Task brief
Look through the data below, and copy each line that carries the word "motorcycle".

(Saved data entries)
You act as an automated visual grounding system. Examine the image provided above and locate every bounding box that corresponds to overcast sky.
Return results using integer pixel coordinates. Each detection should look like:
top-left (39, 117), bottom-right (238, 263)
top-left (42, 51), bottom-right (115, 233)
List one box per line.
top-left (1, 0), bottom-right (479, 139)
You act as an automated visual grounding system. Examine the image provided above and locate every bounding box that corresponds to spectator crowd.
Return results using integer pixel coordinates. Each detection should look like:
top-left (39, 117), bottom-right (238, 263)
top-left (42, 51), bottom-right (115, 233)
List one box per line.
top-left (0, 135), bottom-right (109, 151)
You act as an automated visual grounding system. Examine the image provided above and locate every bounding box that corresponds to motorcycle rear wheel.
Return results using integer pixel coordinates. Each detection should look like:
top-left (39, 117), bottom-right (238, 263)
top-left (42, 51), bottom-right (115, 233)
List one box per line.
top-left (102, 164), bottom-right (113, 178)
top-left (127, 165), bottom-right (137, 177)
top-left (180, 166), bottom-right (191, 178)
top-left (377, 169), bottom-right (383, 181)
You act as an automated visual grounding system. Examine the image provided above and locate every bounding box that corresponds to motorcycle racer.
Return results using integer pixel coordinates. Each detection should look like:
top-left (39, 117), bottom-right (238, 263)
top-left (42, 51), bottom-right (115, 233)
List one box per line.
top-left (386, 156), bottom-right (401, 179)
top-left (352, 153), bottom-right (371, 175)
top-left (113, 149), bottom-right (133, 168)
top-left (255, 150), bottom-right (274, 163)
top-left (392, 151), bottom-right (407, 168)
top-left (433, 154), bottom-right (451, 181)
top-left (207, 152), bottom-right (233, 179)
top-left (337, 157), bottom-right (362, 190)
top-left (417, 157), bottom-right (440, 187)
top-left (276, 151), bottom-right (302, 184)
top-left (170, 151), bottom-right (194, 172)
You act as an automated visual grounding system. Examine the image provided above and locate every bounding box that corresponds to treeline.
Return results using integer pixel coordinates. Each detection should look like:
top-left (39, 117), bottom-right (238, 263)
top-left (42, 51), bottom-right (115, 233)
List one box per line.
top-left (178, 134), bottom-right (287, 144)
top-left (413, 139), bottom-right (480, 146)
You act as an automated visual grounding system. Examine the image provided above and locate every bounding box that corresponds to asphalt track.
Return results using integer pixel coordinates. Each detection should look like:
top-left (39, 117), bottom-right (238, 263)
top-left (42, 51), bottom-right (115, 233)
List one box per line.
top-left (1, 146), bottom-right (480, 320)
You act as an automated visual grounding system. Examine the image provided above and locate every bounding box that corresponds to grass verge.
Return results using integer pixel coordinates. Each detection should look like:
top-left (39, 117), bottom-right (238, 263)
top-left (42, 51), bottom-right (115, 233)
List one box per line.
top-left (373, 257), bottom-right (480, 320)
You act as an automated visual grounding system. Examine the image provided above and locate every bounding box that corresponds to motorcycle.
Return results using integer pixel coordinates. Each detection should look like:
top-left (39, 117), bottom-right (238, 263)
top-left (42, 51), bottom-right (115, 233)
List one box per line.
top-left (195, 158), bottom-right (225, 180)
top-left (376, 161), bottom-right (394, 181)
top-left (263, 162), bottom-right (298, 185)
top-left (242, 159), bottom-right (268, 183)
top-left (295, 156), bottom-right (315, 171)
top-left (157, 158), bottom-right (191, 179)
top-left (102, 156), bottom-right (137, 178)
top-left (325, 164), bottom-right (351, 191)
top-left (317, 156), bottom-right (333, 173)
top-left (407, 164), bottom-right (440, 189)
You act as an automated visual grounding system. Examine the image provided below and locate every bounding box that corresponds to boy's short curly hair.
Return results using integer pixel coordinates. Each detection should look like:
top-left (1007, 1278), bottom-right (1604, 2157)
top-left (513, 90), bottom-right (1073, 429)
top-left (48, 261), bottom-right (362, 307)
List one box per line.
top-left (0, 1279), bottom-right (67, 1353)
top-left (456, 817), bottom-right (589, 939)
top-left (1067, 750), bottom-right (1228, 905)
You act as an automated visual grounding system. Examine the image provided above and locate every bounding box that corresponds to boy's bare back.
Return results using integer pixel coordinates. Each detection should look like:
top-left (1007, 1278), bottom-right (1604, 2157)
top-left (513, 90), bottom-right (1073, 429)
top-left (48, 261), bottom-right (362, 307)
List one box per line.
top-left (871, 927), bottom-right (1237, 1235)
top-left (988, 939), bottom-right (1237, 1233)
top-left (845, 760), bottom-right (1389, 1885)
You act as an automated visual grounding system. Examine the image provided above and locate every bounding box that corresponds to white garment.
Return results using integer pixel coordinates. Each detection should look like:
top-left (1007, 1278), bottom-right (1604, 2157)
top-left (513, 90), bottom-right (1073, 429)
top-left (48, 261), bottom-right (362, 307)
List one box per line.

Result of the exercise
You act as an automated visual grounding system. Examine the image provided above and locate every bounding box that corresponds to motorcycle rear wheel.
You act as an automated visual grounding system. Examine the image provided above and locate every bounding box that corresponds to motorcycle racer.
You act as an automated visual grounding system. Examine the image provided above and locate every bounding box that corresponds to motorcycle.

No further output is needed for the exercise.